RECORD FORNITI
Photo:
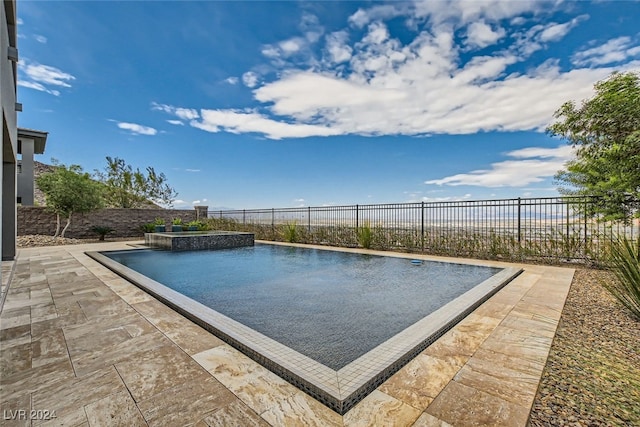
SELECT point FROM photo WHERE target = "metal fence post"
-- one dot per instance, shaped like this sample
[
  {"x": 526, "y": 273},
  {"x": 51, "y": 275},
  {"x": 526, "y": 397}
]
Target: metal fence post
[
  {"x": 422, "y": 226},
  {"x": 519, "y": 220}
]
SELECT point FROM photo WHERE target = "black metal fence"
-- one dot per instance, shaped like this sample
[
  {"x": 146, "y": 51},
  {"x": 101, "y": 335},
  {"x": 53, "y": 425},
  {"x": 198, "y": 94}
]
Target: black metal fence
[{"x": 554, "y": 229}]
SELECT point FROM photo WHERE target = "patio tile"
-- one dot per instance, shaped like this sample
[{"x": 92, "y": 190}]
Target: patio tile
[
  {"x": 301, "y": 410},
  {"x": 186, "y": 334},
  {"x": 15, "y": 336},
  {"x": 380, "y": 409},
  {"x": 131, "y": 294},
  {"x": 151, "y": 372},
  {"x": 32, "y": 380},
  {"x": 428, "y": 420},
  {"x": 43, "y": 312},
  {"x": 10, "y": 318},
  {"x": 263, "y": 391},
  {"x": 465, "y": 338},
  {"x": 186, "y": 403},
  {"x": 122, "y": 339},
  {"x": 68, "y": 398},
  {"x": 90, "y": 335},
  {"x": 15, "y": 410},
  {"x": 508, "y": 384},
  {"x": 48, "y": 347},
  {"x": 517, "y": 343},
  {"x": 235, "y": 414},
  {"x": 466, "y": 406},
  {"x": 15, "y": 359},
  {"x": 422, "y": 379},
  {"x": 104, "y": 307},
  {"x": 115, "y": 409},
  {"x": 99, "y": 358}
]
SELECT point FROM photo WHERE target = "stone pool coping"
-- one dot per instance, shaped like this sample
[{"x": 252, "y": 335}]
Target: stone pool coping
[
  {"x": 65, "y": 348},
  {"x": 342, "y": 389}
]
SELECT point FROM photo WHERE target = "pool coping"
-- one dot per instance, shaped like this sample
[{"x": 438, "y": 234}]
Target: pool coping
[{"x": 339, "y": 390}]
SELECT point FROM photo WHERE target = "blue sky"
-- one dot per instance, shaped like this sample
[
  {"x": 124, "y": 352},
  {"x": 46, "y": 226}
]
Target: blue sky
[{"x": 273, "y": 104}]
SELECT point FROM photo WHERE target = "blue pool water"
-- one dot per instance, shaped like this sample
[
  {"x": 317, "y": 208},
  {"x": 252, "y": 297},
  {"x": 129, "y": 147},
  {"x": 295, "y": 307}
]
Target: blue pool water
[{"x": 330, "y": 306}]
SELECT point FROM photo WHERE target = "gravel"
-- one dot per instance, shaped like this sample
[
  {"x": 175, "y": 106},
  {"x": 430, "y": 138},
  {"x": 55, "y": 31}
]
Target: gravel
[{"x": 592, "y": 375}]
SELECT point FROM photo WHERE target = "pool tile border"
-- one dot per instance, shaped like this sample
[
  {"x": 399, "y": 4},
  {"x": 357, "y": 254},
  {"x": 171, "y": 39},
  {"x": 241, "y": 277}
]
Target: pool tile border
[{"x": 339, "y": 390}]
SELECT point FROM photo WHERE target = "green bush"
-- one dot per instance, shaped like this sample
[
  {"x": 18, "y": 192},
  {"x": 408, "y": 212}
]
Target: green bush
[
  {"x": 290, "y": 231},
  {"x": 365, "y": 235},
  {"x": 625, "y": 263},
  {"x": 102, "y": 231},
  {"x": 149, "y": 227}
]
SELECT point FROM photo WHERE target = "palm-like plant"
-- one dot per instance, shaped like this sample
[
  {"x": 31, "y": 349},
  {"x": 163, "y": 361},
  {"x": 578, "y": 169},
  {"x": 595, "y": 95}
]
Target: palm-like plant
[{"x": 625, "y": 262}]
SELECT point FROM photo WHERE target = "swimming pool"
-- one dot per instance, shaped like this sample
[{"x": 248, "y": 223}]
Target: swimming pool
[{"x": 334, "y": 323}]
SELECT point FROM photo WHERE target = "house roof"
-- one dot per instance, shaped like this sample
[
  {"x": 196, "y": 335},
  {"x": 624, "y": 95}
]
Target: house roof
[{"x": 39, "y": 138}]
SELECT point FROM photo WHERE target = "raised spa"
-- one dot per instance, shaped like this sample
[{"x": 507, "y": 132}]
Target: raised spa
[{"x": 334, "y": 323}]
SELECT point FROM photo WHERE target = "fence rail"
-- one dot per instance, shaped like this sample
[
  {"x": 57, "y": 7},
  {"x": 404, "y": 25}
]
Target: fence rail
[{"x": 553, "y": 229}]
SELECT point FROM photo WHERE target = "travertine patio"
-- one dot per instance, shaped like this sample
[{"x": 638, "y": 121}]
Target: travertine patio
[{"x": 84, "y": 343}]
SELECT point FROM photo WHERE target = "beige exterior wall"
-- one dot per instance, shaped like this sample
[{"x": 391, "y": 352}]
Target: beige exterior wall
[
  {"x": 125, "y": 222},
  {"x": 8, "y": 70}
]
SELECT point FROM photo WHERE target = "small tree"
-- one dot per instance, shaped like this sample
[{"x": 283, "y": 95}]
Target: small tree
[
  {"x": 606, "y": 132},
  {"x": 128, "y": 188},
  {"x": 69, "y": 190}
]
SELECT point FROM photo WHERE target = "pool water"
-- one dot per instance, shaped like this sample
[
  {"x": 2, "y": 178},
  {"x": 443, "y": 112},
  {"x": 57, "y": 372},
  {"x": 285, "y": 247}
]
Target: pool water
[{"x": 330, "y": 306}]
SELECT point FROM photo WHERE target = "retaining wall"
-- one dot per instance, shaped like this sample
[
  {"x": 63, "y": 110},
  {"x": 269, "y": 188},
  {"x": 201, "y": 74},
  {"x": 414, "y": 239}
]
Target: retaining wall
[{"x": 125, "y": 222}]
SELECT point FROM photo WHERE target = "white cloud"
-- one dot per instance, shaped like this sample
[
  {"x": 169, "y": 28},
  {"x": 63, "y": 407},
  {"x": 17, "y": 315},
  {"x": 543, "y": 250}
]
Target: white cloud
[
  {"x": 615, "y": 50},
  {"x": 291, "y": 46},
  {"x": 380, "y": 85},
  {"x": 38, "y": 86},
  {"x": 337, "y": 47},
  {"x": 250, "y": 79},
  {"x": 447, "y": 199},
  {"x": 244, "y": 122},
  {"x": 181, "y": 113},
  {"x": 41, "y": 77},
  {"x": 534, "y": 164},
  {"x": 137, "y": 129},
  {"x": 480, "y": 35}
]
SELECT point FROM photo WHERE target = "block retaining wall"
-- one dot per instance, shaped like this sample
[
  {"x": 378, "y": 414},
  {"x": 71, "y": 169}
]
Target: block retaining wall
[{"x": 125, "y": 222}]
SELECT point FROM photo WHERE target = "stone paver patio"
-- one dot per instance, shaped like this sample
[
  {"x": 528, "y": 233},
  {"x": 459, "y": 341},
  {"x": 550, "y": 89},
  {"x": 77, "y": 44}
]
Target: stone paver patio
[{"x": 84, "y": 343}]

CONSEGNA
Elenca tutte le righe dei record qui sopra in cui compare la stringa "rail", riportandole senza modifiche.

RISULTATO
SELECT point FROM photo WHERE target = "fence rail"
Target: fence rail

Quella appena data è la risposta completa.